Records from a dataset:
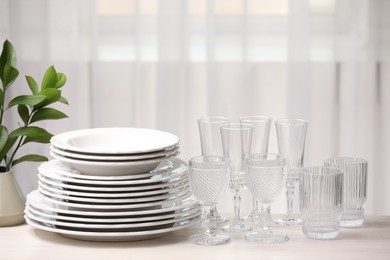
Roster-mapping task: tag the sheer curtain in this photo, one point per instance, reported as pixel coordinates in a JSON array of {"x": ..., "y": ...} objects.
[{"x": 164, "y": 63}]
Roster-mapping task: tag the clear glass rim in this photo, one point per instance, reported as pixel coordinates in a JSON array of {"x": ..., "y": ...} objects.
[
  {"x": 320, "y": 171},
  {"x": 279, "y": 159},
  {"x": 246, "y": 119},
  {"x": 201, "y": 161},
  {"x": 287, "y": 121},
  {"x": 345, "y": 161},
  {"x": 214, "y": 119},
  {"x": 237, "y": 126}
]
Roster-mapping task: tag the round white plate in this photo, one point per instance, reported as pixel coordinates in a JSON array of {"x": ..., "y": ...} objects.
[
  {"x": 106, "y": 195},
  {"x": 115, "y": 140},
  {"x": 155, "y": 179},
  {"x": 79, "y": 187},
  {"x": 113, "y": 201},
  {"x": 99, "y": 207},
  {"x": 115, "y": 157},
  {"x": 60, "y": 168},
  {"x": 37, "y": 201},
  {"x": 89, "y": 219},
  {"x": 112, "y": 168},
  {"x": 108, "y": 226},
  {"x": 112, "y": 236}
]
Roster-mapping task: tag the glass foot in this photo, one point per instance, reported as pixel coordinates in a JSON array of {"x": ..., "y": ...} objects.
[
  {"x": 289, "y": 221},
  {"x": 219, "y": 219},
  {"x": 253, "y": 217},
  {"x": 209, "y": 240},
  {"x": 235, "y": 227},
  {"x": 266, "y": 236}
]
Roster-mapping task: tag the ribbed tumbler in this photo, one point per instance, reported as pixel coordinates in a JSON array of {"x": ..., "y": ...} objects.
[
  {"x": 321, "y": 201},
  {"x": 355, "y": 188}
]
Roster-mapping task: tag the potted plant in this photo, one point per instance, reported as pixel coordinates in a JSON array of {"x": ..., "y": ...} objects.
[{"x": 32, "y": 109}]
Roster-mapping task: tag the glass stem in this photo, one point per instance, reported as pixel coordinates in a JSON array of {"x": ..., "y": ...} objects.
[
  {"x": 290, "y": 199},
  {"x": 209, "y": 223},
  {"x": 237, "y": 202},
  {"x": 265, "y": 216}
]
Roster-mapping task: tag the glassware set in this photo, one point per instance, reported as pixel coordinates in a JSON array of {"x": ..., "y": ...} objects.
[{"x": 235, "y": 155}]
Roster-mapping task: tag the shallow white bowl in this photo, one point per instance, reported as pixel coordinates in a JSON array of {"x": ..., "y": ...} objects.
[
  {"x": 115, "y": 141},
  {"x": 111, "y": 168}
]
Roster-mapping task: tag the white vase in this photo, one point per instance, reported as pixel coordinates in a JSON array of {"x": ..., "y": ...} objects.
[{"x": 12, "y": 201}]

→ Instructions to follow: Exact copies of the lines from the one holding "Roster-mapping task: tag the glassware" to the end of the entries are all that should be written.

→ Solution:
Roster-mapping task: tag the glassware set in this photo, one point per instance, reported as pixel coordinates in a JSON array of {"x": ..., "y": ...} objects.
[{"x": 235, "y": 155}]
Roster-mapping task: tag the shallow white bowl in this photo, one point per instance, reported as pixel coordinates in a JSON array of {"x": ..., "y": ...} objects.
[
  {"x": 115, "y": 141},
  {"x": 111, "y": 168}
]
Roster-mapping task: tag the white vase in this photo, one point per instance, reported as pixel coordinates in a JSON array of {"x": ..., "y": ...} objects.
[{"x": 12, "y": 201}]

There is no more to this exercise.